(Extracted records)
◇ ◇ ◇
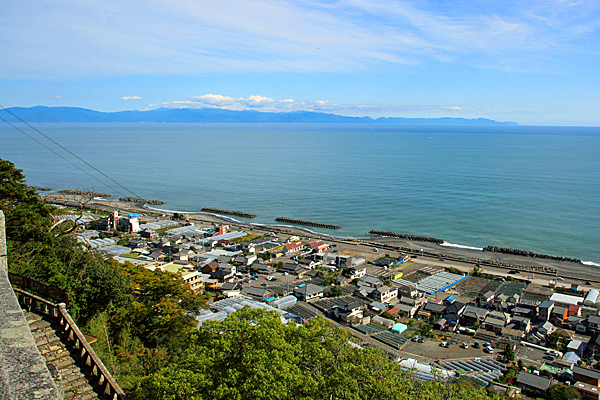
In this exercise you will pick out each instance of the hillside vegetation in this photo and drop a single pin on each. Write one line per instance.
(147, 334)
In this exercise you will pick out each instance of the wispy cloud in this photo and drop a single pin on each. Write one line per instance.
(267, 104)
(64, 38)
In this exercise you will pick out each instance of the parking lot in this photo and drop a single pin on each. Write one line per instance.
(431, 351)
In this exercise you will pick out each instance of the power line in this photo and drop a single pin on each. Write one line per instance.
(69, 161)
(65, 149)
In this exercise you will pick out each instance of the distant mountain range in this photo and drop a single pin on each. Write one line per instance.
(75, 114)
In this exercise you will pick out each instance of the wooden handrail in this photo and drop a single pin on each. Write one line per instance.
(70, 328)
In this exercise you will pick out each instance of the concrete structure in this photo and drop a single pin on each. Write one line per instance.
(592, 297)
(308, 292)
(23, 372)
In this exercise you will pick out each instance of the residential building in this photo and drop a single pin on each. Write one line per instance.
(308, 292)
(472, 315)
(545, 310)
(587, 391)
(357, 272)
(384, 293)
(292, 248)
(585, 375)
(534, 382)
(349, 312)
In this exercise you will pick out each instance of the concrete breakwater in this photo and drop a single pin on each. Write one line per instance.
(472, 260)
(309, 223)
(228, 212)
(405, 236)
(83, 193)
(138, 200)
(41, 189)
(528, 253)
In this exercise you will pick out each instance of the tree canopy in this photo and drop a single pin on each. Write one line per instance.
(147, 336)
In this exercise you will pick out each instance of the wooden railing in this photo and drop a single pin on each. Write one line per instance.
(71, 332)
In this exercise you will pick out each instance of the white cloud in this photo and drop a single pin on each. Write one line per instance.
(101, 38)
(267, 104)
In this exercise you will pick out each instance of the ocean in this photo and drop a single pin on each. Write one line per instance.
(534, 188)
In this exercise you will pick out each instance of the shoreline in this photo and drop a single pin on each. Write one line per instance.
(447, 251)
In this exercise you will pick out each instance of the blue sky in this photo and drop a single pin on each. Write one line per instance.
(533, 62)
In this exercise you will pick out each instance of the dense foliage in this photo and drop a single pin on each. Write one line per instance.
(147, 336)
(36, 249)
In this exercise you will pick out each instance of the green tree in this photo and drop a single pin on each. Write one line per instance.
(35, 250)
(335, 291)
(164, 310)
(509, 353)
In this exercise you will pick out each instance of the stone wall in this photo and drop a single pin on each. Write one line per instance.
(23, 372)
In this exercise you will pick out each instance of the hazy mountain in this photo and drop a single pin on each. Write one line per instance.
(75, 114)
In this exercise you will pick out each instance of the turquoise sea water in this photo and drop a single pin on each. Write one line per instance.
(534, 188)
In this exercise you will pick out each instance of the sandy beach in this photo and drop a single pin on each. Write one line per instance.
(530, 267)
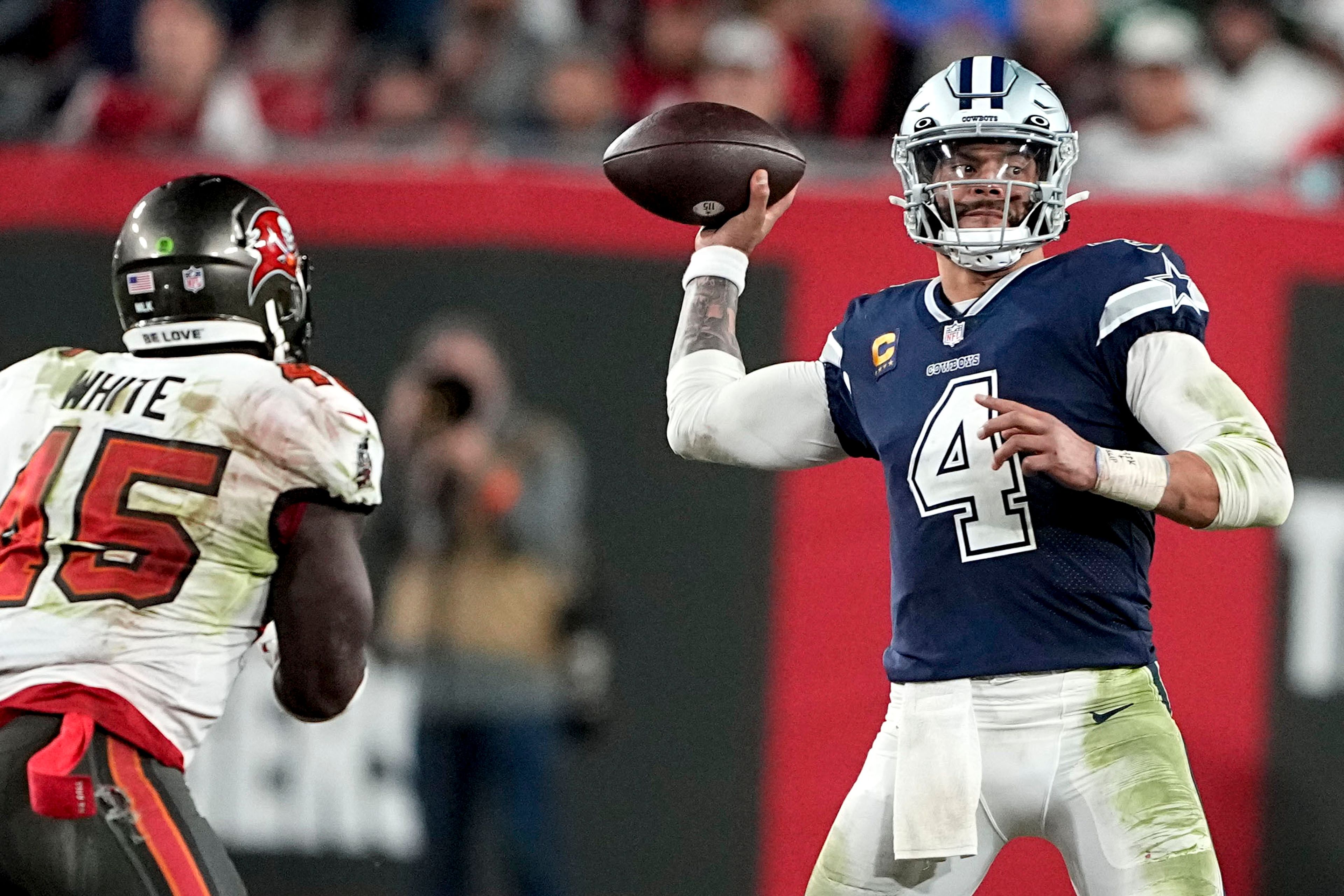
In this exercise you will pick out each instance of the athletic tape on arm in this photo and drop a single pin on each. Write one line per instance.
(1187, 404)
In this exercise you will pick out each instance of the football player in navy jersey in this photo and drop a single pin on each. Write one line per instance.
(1031, 415)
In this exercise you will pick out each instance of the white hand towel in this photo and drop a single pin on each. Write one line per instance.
(937, 771)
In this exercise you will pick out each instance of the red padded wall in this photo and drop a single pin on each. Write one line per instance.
(1213, 592)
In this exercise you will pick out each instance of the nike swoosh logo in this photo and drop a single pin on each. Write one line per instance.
(1102, 716)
◇ ◇ ◇
### The task
Output the data verbatim, images excluded.

### Response box
In this exercise you will pick out each instance of the hillside vegetation in this photo and drop a single pin on each. Write one line per instance.
(147, 334)
In this exercise you will pick out each instance of the wispy cloud in this photo and drop a single pin on each. Write one line per instance.
(267, 104)
(64, 38)
In this exercise you will pick out each instance of the parking lot in this photo and drop a single pin on each. Write one line per instance.
(431, 351)
In this exercise you will pick out each instance of the power line in this photo and drop a single pin on each. Write one line per instance.
(69, 161)
(65, 149)
In this exercise you will pick out each instance of the distant mountain range in this photo and drop a single pin on each. Write one line per instance.
(75, 114)
In this exercise you will pick out each instance of the wooden handrail in this photo and drop a single pin on each. Write one line per instance.
(70, 328)
In this exercise you will pick out each instance of the concrete structure in this photo and drop a single pin on each. Write one line per instance.
(592, 297)
(308, 292)
(23, 372)
In this exercise you will pick out each instance of the residential building in this photo and drop a single pin on each. Write one line per instance.
(308, 292)
(472, 315)
(545, 310)
(587, 391)
(357, 272)
(384, 293)
(292, 248)
(585, 375)
(534, 382)
(349, 312)
In this exercise you will pick out each instance of the concrete breakwater in this photo and drop a single pin on each. Write one line per instance.
(472, 260)
(309, 223)
(228, 212)
(405, 236)
(83, 193)
(138, 200)
(41, 189)
(528, 253)
In this exercise you will pick out each instance of the tree canopy in this photo and drop a single pin on each. Write one line per instance.
(147, 336)
In this exercise you will pick out each instance of the wooden railing in this photo and drop a single pin on each. Write one line per instance.
(71, 332)
In this exercise you will pick out each instance of the white cloud in this photo and drop a single pin on each. Write one line per instance.
(101, 38)
(267, 104)
In this exercise you will pick out each instance of the ocean in this photo and drop a single pin on each. Write one line per instance.
(534, 188)
In this exercise you will pick out each instance of the shoreline in this photo and drop a single pin on each. Write one line per instance.
(447, 251)
In this exercise you will pick out each instance of the blue sky in this photo and drop a single pin on each. Write one line per instance.
(533, 62)
In this exercise you will pick out each instance of the dense foliage in this photo and drop a single pin on each. Write one line per instance.
(147, 336)
(36, 249)
In this exercise you will pick out each instance of the green tree in this photo and drop a single pin on each. Write one line per instance.
(35, 250)
(335, 291)
(164, 310)
(509, 353)
In this exercise you will pick out each instance of the stone wall in this photo and drop a single pin on each. Write one line per instance.
(23, 372)
In this exercise you will pick out each instance of the hazy mountain in this photo and drop a single pin on each. Write one line per instance.
(75, 114)
In this exercise you will pick out each instance of the turquoise sea water in this photo and drop a single pin on each. Write one line per instance.
(534, 188)
In this exercise you will pick out each instance of the sandy beach in this photo and drop a single pin on each. Write one line per instance.
(530, 267)
In this exercise you will pick out each instance of the athletic tape on arm in this photo and drop a single pin on each. Write one line per instance.
(1187, 404)
In this exercise you will pick out each instance of the football player in navy jersey in this photo and drop a single pin on each. Write one line per instance.
(1031, 415)
In this exercise you will pick out each instance of the white hand towel in this photo and drop a single pin on each. Write one line per instance.
(937, 771)
In this exercise you will pick out each instance of the red padded wall in this photo and drop a single pin on each. Write one line per instance.
(1213, 592)
In this exercise you will pick out each instance of the nike swoosh logo in this photo and drop a single pin on each. Write one line per instance.
(1102, 716)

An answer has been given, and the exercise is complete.